[Task brief]:
Search the records for the string "tree". Copy each line where it occurs.

START Source information

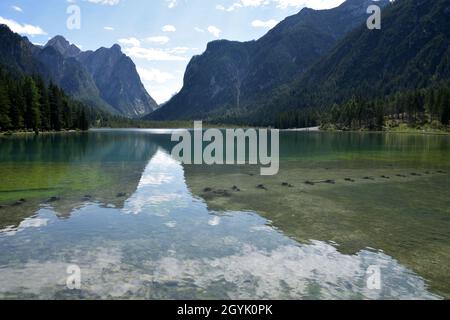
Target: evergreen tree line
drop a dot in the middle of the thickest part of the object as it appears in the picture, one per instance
(413, 107)
(28, 103)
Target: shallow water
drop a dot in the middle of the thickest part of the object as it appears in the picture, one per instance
(141, 225)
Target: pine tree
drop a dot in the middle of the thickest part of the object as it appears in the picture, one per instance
(55, 108)
(44, 104)
(32, 114)
(5, 105)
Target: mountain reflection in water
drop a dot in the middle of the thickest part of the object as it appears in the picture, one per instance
(163, 242)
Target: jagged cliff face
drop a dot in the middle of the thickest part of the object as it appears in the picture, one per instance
(118, 81)
(106, 78)
(230, 73)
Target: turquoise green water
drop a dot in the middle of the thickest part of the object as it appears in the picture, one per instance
(142, 226)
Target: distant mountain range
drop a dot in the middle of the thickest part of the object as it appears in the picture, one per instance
(315, 59)
(230, 74)
(105, 78)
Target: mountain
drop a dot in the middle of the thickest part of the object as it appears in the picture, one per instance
(229, 74)
(105, 78)
(118, 81)
(410, 52)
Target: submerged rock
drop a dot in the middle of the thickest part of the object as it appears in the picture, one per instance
(20, 202)
(222, 193)
(53, 199)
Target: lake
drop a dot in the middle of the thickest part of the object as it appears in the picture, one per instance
(140, 225)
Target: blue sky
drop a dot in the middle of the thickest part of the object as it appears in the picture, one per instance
(160, 36)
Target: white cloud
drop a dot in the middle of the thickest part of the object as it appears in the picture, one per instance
(152, 54)
(158, 39)
(264, 24)
(171, 3)
(22, 28)
(16, 8)
(281, 4)
(169, 28)
(154, 75)
(214, 31)
(105, 2)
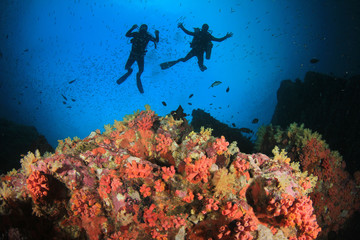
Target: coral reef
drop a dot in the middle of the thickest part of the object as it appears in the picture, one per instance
(336, 196)
(151, 177)
(327, 104)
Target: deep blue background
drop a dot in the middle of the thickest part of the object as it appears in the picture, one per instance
(46, 44)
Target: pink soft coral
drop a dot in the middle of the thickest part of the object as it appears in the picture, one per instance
(38, 185)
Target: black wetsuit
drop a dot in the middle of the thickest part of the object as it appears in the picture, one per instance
(138, 50)
(200, 44)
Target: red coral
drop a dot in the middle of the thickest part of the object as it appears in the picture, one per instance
(220, 145)
(144, 120)
(84, 203)
(301, 215)
(240, 228)
(38, 185)
(99, 150)
(145, 190)
(159, 186)
(241, 164)
(199, 171)
(232, 211)
(168, 172)
(138, 170)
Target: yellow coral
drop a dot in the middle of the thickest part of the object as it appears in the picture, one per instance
(280, 157)
(29, 159)
(6, 192)
(223, 182)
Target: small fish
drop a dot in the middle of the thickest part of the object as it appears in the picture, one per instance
(314, 60)
(246, 130)
(216, 83)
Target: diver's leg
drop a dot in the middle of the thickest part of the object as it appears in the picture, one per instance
(169, 64)
(140, 62)
(188, 56)
(128, 65)
(201, 61)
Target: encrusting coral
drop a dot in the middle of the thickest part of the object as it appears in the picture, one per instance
(336, 196)
(151, 177)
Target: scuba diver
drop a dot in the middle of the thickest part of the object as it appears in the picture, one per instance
(139, 42)
(200, 44)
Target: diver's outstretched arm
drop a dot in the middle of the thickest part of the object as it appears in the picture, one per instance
(221, 39)
(181, 26)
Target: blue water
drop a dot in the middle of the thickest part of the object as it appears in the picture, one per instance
(46, 44)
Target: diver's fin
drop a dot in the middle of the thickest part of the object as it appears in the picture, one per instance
(167, 65)
(124, 77)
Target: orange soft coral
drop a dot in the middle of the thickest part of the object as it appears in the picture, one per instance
(163, 143)
(220, 145)
(38, 185)
(199, 171)
(138, 170)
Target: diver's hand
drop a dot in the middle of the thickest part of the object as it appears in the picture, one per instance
(229, 34)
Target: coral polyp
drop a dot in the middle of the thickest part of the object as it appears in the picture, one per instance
(151, 177)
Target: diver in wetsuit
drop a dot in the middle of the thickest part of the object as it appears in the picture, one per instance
(200, 44)
(139, 42)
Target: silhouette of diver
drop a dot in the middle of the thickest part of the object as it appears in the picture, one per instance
(139, 42)
(200, 44)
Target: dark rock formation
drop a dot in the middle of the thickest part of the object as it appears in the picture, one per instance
(201, 118)
(17, 140)
(328, 105)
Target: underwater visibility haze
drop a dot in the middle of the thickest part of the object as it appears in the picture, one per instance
(60, 59)
(170, 152)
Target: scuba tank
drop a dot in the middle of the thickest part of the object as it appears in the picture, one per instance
(208, 50)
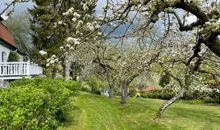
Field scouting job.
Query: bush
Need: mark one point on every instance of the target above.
(94, 85)
(35, 103)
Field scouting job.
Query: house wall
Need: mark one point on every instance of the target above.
(7, 51)
(4, 49)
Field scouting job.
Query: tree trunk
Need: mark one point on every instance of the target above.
(124, 92)
(111, 91)
(66, 68)
(169, 102)
(54, 72)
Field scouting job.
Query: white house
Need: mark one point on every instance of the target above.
(18, 69)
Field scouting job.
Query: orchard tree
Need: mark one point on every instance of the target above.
(177, 63)
(123, 65)
(206, 12)
(60, 27)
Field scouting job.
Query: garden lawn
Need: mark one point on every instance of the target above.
(92, 112)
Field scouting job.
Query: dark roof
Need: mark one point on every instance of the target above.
(6, 36)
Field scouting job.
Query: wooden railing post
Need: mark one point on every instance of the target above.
(28, 68)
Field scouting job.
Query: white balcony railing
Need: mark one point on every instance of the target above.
(11, 69)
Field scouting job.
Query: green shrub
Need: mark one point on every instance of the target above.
(39, 103)
(13, 56)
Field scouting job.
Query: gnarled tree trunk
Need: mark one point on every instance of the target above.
(124, 92)
(111, 91)
(169, 102)
(67, 68)
(54, 72)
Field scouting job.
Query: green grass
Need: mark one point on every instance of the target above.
(92, 112)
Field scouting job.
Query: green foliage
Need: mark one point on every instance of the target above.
(164, 80)
(39, 103)
(95, 84)
(13, 56)
(159, 94)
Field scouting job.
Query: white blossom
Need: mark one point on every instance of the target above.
(42, 52)
(74, 19)
(75, 14)
(60, 22)
(85, 7)
(69, 11)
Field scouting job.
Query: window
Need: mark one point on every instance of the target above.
(4, 57)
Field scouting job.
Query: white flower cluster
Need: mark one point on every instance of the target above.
(71, 40)
(69, 11)
(52, 60)
(42, 52)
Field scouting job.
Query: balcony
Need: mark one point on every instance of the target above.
(17, 70)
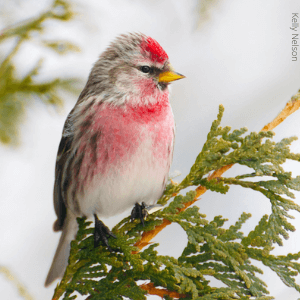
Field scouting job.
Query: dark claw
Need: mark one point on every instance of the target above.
(102, 233)
(139, 212)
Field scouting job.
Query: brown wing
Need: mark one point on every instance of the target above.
(62, 156)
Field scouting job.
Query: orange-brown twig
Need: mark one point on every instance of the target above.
(152, 290)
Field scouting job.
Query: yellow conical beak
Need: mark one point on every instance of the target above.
(169, 76)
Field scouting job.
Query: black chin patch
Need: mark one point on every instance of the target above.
(163, 85)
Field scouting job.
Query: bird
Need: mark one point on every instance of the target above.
(117, 142)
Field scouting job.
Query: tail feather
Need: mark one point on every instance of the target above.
(60, 260)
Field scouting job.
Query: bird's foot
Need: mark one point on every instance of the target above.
(141, 211)
(102, 233)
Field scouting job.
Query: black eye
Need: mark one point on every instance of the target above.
(145, 69)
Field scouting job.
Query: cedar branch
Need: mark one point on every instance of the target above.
(290, 107)
(152, 290)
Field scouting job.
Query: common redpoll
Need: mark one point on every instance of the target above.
(117, 142)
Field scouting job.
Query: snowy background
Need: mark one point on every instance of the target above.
(240, 57)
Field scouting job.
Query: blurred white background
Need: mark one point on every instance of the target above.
(240, 57)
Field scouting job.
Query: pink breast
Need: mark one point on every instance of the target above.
(122, 131)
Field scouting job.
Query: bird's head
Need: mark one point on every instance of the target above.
(133, 68)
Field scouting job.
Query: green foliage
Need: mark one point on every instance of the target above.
(228, 255)
(15, 92)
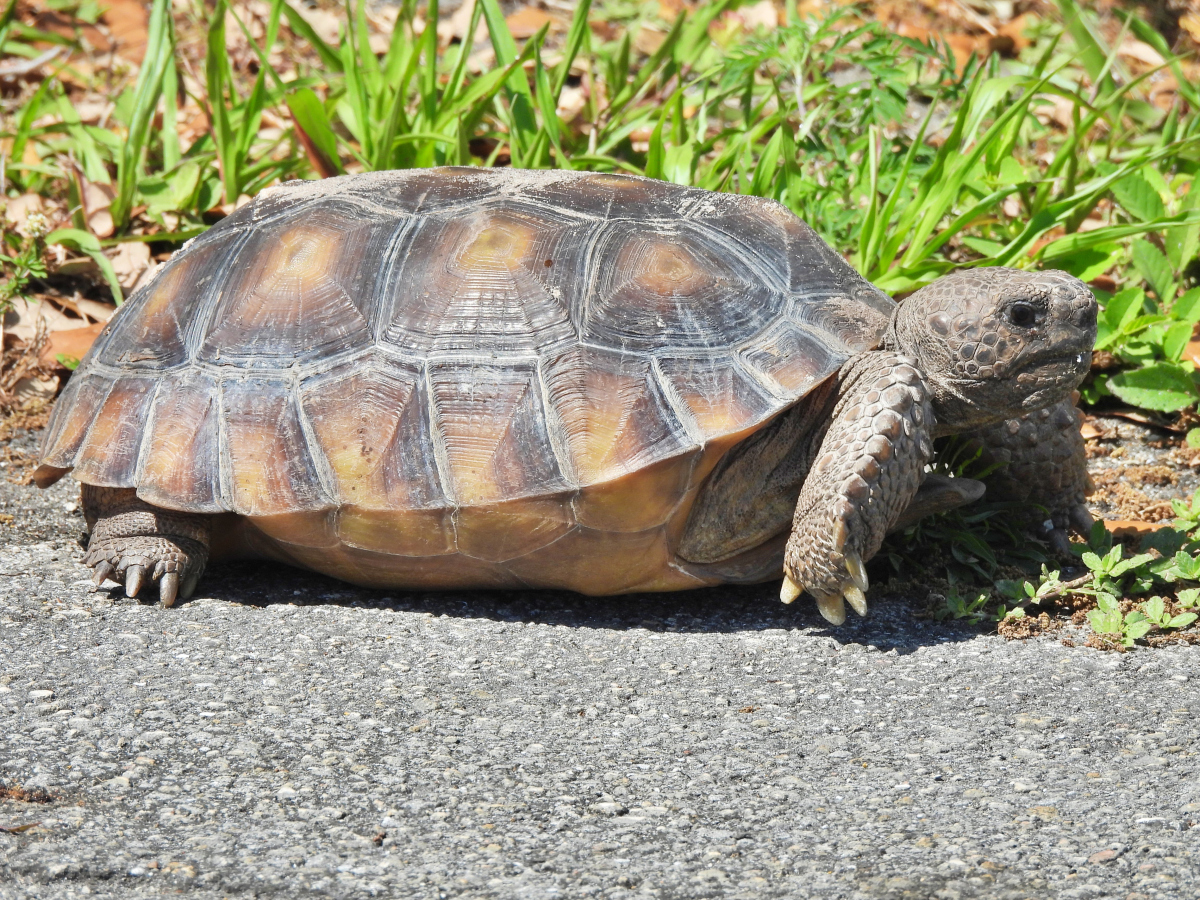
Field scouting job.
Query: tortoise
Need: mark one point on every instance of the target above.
(472, 378)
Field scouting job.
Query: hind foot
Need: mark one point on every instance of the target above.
(137, 544)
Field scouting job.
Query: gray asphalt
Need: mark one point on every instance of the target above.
(287, 736)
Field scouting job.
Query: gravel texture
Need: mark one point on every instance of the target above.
(283, 735)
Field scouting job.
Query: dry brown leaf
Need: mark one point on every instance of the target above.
(130, 261)
(323, 22)
(17, 209)
(25, 318)
(127, 22)
(526, 22)
(1191, 23)
(71, 345)
(760, 15)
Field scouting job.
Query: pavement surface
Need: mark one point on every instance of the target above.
(287, 736)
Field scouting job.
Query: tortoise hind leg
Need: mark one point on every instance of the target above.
(133, 541)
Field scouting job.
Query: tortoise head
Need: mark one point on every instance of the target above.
(997, 342)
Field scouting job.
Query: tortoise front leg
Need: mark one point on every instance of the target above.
(132, 541)
(868, 469)
(1039, 459)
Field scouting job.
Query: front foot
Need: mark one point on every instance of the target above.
(868, 471)
(135, 543)
(174, 563)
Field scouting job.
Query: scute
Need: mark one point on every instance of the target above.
(659, 285)
(461, 364)
(301, 287)
(483, 281)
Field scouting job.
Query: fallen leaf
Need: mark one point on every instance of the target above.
(72, 345)
(130, 261)
(127, 22)
(526, 22)
(761, 15)
(18, 208)
(1140, 52)
(1191, 23)
(1132, 528)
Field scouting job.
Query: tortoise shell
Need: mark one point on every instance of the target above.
(463, 377)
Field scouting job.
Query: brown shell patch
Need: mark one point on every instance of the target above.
(183, 457)
(151, 331)
(304, 287)
(73, 415)
(613, 413)
(795, 359)
(493, 427)
(372, 426)
(658, 286)
(270, 469)
(109, 455)
(721, 397)
(479, 282)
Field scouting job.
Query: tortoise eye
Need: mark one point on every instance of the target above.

END Source information

[Answer section]:
Target: evergreen tree line
Target: pine tree
Query: tree trunk
Query: orchard tree
Query: gnarled tree trunk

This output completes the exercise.